_What you need to do:_ Omit all pictures. Quote only the lines from the one with "Q: Using the form shown in this sample, indicate the misty" through the end of the material below.

_Extracted information:_
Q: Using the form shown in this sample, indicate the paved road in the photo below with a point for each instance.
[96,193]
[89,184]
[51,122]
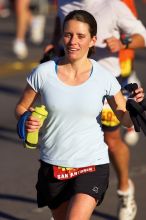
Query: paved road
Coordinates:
[18,166]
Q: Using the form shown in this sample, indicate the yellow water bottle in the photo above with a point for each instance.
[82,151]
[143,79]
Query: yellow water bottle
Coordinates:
[32,137]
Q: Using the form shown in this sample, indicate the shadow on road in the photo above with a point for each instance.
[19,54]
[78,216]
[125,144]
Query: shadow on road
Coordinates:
[23,199]
[14,198]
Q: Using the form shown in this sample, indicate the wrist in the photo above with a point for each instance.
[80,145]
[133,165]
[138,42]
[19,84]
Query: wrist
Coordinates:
[126,41]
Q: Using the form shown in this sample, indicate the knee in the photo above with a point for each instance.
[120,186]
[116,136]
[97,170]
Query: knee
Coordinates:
[114,143]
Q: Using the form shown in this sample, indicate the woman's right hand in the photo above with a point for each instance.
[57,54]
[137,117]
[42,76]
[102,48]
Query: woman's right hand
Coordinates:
[32,124]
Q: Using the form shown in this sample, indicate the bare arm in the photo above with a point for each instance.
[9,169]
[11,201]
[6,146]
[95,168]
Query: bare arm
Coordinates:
[118,105]
[26,101]
[57,34]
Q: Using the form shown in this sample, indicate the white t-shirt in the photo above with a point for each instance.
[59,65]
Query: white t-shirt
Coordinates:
[72,135]
[112,16]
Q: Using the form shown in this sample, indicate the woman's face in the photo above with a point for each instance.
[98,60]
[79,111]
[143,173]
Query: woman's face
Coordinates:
[77,39]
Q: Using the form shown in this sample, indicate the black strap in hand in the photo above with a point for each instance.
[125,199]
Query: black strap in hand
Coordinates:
[136,110]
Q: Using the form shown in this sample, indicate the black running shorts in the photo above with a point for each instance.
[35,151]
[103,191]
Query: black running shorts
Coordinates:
[52,192]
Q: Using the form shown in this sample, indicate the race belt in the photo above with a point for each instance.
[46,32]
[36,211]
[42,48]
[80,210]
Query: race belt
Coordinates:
[64,173]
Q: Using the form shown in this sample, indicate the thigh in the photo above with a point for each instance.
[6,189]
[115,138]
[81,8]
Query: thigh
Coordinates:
[81,206]
[93,184]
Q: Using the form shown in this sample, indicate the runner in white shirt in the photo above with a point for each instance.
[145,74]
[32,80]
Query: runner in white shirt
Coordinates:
[74,172]
[112,17]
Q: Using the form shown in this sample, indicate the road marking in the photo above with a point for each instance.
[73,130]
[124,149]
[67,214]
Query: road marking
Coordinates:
[17,67]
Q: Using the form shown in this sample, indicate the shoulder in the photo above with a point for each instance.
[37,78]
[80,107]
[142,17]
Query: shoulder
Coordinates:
[46,65]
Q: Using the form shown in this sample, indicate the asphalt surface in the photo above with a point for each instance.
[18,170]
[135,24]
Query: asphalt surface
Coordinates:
[18,166]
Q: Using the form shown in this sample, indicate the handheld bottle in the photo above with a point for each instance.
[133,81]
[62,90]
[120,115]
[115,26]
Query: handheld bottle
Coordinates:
[32,137]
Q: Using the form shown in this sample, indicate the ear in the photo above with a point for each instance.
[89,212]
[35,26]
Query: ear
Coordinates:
[93,41]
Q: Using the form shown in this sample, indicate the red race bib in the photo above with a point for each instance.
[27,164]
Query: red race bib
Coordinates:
[63,173]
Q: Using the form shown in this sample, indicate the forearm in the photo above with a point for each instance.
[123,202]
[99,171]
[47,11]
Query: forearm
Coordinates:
[125,119]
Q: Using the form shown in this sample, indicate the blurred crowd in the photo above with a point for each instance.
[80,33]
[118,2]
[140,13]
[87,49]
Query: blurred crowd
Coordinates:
[31,18]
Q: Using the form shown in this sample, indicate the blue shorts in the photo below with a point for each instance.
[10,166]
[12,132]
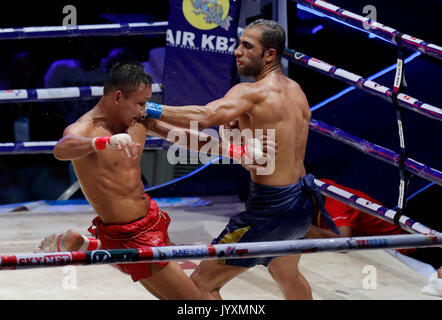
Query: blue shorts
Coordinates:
[272,213]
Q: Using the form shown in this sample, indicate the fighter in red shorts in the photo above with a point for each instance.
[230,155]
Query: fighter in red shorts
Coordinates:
[105,147]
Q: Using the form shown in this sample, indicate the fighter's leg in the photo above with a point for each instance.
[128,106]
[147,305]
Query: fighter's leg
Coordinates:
[211,275]
[70,240]
[171,283]
[292,283]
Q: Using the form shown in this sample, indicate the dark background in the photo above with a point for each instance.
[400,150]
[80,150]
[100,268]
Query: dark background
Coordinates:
[36,177]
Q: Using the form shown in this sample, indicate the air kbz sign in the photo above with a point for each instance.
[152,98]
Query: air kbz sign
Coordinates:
[201,39]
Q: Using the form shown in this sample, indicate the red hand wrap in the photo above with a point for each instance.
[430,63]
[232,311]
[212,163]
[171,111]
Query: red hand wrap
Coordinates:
[236,151]
[100,142]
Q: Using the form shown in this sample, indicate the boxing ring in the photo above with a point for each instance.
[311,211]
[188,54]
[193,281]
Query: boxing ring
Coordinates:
[361,251]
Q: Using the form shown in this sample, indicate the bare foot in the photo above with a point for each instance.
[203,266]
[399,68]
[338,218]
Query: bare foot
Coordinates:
[49,244]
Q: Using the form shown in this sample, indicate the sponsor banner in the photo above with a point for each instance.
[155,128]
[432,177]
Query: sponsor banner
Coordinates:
[199,62]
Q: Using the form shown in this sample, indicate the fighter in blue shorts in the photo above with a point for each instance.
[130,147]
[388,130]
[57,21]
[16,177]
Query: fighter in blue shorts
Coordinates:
[280,205]
[274,213]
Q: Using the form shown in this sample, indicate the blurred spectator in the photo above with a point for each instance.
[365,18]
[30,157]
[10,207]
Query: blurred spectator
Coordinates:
[86,69]
[355,223]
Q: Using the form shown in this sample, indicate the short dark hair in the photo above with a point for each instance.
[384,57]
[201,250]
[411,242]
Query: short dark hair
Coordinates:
[127,77]
[273,35]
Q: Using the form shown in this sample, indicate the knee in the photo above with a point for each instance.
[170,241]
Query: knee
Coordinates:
[203,284]
[73,240]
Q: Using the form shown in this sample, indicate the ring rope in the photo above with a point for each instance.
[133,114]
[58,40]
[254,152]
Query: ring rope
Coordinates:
[218,251]
[115,29]
[374,27]
[366,85]
[386,155]
[404,176]
[373,209]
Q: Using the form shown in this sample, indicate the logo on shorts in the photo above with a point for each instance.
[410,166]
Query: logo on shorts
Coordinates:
[207,14]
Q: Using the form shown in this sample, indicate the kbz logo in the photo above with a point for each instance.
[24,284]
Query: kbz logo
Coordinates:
[207,14]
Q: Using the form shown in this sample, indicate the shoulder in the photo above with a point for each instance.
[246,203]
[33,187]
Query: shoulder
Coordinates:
[84,126]
[247,90]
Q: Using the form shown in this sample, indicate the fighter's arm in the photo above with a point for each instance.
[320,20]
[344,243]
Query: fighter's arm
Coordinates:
[78,142]
[74,144]
[203,142]
[184,137]
[239,100]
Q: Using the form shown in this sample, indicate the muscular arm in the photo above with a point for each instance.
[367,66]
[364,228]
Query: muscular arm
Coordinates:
[184,137]
[240,99]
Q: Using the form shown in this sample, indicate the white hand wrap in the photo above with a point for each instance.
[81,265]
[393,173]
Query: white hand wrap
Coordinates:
[253,149]
[111,142]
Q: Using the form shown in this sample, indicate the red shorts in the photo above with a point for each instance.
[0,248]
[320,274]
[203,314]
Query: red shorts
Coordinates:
[149,231]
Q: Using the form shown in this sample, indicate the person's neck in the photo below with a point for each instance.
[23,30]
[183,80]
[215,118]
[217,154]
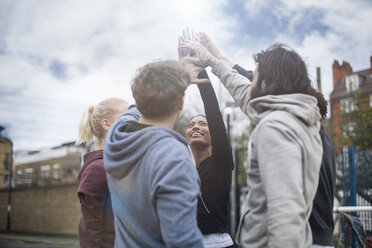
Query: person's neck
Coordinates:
[168,121]
[201,153]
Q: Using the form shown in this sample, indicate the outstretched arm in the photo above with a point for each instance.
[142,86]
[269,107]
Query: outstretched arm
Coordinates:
[221,147]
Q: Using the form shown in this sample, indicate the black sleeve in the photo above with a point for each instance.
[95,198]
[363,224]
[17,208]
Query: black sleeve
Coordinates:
[244,72]
[221,147]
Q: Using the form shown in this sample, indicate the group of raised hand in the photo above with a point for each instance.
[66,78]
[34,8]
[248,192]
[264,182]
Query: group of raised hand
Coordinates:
[196,51]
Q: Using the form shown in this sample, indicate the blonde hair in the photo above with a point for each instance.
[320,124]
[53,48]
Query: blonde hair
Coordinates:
[90,128]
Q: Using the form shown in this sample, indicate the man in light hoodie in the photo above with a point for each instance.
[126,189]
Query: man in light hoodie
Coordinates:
[284,150]
[152,179]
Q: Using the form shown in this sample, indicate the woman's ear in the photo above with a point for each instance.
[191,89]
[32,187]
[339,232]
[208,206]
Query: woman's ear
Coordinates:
[180,103]
[105,124]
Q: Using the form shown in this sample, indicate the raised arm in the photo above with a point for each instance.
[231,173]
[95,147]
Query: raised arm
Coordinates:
[238,85]
[221,147]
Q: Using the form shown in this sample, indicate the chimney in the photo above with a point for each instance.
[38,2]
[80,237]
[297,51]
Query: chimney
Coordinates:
[340,71]
[318,79]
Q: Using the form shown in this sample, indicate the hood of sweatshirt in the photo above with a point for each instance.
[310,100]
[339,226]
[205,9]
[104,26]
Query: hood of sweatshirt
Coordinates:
[304,107]
[123,149]
[88,159]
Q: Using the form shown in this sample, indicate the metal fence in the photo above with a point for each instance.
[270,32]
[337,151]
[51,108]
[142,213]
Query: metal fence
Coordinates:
[357,191]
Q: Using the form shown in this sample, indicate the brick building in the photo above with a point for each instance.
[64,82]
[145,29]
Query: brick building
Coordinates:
[57,165]
[345,82]
[44,191]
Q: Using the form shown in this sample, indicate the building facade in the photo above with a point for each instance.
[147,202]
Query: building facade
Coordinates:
[345,83]
[54,166]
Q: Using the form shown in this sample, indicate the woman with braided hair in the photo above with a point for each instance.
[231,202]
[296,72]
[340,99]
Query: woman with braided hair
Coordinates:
[96,226]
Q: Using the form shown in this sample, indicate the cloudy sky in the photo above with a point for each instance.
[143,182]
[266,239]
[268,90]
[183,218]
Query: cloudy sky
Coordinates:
[59,56]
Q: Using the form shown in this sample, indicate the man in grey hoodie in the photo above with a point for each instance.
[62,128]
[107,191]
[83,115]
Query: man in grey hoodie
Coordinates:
[152,179]
[284,150]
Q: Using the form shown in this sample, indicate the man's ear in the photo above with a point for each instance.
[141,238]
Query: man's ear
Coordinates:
[105,124]
[180,103]
[263,85]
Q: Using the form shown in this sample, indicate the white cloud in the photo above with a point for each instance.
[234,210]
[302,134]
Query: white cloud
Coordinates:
[100,44]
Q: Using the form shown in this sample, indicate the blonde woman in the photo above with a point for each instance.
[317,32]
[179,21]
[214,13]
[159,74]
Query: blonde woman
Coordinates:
[96,226]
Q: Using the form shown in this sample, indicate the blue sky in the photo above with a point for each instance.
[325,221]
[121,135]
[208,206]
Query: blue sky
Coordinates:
[58,57]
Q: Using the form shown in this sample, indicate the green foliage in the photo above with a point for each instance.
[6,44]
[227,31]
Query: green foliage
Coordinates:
[357,124]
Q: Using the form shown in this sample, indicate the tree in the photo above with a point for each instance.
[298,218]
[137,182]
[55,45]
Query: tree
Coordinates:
[357,121]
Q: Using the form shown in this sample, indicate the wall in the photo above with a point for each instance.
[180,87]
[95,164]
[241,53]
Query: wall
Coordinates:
[51,210]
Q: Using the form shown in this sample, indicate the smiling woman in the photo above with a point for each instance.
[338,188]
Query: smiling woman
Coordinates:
[212,153]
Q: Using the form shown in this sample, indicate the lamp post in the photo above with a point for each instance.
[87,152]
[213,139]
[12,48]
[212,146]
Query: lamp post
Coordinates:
[235,201]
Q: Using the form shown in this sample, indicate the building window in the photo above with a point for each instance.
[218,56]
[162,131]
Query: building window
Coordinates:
[347,105]
[349,129]
[45,172]
[19,177]
[29,175]
[56,171]
[353,82]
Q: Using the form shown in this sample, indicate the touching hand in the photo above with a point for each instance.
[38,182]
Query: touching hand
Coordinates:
[193,70]
[206,42]
[201,57]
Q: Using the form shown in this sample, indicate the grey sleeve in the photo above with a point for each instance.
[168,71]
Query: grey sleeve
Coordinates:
[280,161]
[175,194]
[238,85]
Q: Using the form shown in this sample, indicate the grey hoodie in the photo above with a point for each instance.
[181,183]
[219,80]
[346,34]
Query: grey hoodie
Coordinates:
[154,186]
[284,157]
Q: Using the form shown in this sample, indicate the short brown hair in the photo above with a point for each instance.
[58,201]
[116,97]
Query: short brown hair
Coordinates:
[158,87]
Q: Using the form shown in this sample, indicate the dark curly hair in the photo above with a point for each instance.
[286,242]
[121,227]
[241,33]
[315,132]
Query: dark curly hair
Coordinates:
[158,87]
[284,72]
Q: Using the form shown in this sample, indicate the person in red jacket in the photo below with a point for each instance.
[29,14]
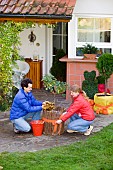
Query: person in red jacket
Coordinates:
[80,112]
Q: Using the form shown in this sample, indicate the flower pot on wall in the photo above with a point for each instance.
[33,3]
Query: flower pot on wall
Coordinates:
[90,56]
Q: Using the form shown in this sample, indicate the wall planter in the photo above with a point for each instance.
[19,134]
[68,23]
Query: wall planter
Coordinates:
[89,51]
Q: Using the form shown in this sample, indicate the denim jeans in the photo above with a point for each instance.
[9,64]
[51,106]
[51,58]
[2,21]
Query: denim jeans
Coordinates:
[22,125]
[79,124]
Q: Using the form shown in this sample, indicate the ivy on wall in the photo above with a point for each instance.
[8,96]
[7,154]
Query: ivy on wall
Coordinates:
[9,43]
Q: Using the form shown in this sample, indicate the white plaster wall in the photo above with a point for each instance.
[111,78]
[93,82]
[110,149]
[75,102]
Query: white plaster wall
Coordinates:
[96,7]
[86,8]
[27,49]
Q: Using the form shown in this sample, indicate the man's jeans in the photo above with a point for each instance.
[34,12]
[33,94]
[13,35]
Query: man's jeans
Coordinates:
[79,124]
[22,125]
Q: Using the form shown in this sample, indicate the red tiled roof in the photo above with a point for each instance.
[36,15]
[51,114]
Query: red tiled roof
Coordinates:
[61,9]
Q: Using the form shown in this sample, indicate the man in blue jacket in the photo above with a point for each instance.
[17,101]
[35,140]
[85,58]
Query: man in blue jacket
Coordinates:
[25,106]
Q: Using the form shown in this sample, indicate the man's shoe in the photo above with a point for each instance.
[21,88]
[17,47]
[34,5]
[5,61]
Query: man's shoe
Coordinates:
[71,131]
[88,131]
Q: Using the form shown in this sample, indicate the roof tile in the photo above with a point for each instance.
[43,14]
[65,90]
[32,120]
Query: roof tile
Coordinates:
[41,7]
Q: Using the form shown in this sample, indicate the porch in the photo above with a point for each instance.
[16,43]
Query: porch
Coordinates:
[11,142]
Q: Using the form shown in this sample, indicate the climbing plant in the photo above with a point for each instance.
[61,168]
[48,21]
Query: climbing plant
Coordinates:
[9,45]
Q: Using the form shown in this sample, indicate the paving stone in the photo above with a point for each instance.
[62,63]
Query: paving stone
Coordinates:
[11,142]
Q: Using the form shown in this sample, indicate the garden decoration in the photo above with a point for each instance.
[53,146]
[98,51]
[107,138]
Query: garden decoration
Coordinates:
[59,74]
[89,51]
[105,67]
[90,84]
[104,101]
[49,117]
[51,84]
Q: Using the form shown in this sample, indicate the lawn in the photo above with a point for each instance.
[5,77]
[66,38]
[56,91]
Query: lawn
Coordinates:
[95,153]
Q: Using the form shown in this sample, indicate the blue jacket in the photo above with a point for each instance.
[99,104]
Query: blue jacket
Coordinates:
[23,104]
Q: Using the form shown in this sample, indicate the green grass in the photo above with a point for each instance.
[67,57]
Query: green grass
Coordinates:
[95,153]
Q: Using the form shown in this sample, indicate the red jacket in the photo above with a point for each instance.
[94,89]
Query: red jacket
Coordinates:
[80,106]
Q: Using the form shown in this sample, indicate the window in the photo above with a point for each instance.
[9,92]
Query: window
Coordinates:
[96,31]
[60,37]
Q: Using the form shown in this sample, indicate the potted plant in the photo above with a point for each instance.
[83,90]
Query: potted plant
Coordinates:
[53,85]
[50,116]
[105,67]
[89,51]
[104,101]
[101,83]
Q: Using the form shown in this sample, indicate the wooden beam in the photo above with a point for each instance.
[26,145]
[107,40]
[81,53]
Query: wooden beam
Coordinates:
[38,20]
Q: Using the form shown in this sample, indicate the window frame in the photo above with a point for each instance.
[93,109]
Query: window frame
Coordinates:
[97,44]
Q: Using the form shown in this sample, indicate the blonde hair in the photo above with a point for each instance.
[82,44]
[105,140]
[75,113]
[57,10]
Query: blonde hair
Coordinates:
[75,88]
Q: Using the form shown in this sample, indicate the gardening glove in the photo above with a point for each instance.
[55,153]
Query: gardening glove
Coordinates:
[59,121]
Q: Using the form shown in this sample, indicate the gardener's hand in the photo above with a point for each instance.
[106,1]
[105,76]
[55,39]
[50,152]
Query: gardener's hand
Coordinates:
[59,121]
[64,113]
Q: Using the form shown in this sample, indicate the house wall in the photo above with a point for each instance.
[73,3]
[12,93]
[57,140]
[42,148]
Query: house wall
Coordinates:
[44,38]
[76,67]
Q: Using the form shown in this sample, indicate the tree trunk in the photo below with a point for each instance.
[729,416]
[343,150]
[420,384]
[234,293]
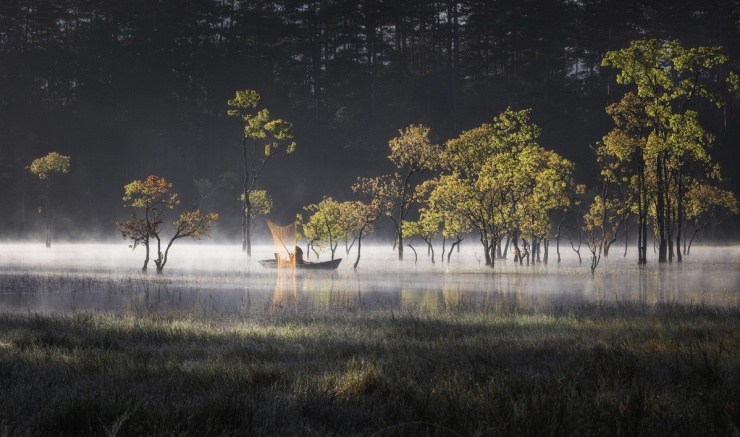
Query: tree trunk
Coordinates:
[660,211]
[359,246]
[246,247]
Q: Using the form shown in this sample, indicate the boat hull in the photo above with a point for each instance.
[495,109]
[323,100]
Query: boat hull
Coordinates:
[324,265]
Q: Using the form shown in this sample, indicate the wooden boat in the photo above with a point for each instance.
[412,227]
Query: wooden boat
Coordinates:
[307,265]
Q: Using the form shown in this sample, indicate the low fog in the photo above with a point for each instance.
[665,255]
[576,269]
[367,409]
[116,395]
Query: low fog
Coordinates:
[221,279]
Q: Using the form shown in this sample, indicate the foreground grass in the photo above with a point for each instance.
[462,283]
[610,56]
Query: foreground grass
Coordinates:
[594,370]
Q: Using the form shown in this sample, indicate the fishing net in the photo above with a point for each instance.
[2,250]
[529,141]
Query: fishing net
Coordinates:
[284,238]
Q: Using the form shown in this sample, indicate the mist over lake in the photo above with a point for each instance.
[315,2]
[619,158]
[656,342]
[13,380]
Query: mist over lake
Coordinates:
[220,279]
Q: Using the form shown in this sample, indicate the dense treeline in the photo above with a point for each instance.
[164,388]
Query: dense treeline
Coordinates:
[135,88]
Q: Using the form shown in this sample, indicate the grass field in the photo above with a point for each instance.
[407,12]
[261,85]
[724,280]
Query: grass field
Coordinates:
[592,369]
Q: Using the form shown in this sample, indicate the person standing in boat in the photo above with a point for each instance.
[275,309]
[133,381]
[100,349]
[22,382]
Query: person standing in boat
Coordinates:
[298,255]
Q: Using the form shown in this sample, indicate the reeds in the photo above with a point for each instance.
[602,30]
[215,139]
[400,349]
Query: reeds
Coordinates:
[593,369]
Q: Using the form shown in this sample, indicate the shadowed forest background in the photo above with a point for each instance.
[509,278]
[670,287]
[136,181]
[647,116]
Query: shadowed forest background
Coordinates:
[132,88]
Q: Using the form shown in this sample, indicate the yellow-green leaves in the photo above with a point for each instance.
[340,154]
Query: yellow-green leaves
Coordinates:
[150,193]
[260,203]
[49,166]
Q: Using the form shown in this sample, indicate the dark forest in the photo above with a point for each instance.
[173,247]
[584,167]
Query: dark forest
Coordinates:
[140,87]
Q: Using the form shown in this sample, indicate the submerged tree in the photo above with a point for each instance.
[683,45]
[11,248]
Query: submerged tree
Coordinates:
[324,228]
[262,140]
[503,183]
[363,214]
[47,168]
[411,152]
[260,205]
[150,200]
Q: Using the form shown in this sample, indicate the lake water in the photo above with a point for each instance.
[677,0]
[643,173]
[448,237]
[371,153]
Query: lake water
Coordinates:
[221,279]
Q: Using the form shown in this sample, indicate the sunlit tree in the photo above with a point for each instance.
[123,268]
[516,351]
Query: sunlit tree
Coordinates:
[503,183]
[324,229]
[427,227]
[262,140]
[47,168]
[150,201]
[260,203]
[667,78]
[412,152]
[377,193]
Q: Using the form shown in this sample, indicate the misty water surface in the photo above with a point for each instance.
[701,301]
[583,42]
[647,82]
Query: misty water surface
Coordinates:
[220,279]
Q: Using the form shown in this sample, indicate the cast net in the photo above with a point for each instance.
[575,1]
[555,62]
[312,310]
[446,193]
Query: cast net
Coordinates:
[284,238]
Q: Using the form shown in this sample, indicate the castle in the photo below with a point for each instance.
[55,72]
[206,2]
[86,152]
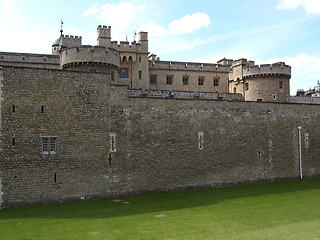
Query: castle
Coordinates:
[107,120]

_Solution to this task:_
Q: Using the form shown in this sample, indicate the misty water surface in the photo above with a point for each instance.
[701,301]
[583,42]
[647,82]
Query: misty water surface
Coordinates:
[220,279]
Q: Using the form shown in this sample, indicate the cast net in the photo above with a point for each instance.
[575,1]
[555,62]
[312,310]
[446,193]
Query: cast net
Coordinates:
[284,238]
Q: Using the form shown in this sample, indicate the castle in the photo below with a point for each instance.
[55,72]
[206,2]
[86,152]
Query: castle
Coordinates:
[107,120]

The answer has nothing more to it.